____ TASK INPUT
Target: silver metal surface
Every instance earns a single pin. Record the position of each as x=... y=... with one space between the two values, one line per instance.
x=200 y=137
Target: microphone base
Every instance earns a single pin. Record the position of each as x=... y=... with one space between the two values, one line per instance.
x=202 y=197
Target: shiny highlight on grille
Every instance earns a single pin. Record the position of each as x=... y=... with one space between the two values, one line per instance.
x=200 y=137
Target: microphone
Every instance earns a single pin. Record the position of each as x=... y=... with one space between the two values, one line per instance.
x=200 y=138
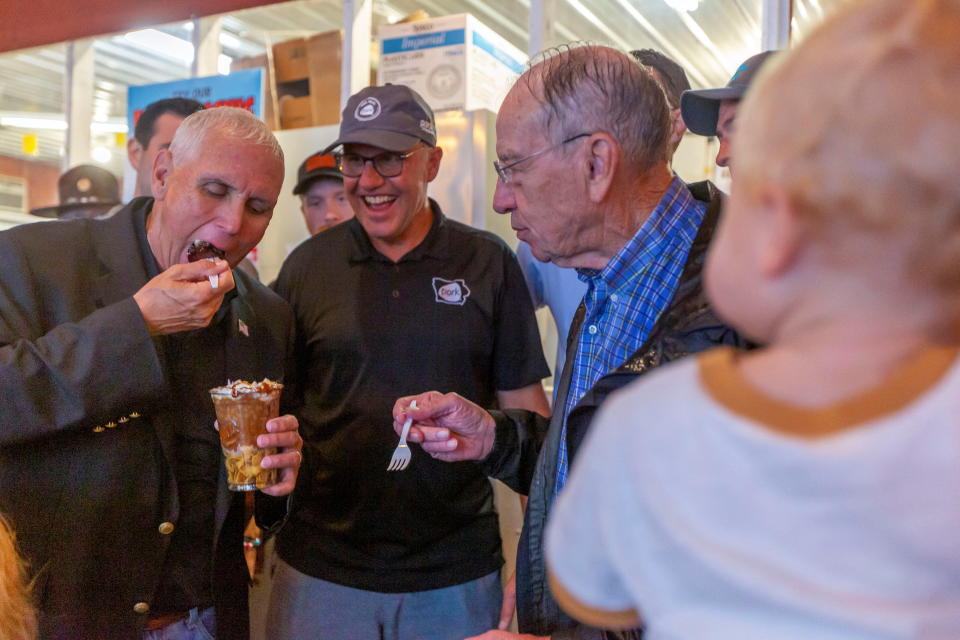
________
- EXERCISE REQUIREMENTS -
Collect each line of the items above that contains the string "Target". Treat the match as case-sensitive.

- OUTPUT OF THE TASK -
Target: silver metal surface
Target: microphone base
Target: shiny highlight on grille
Target: microphone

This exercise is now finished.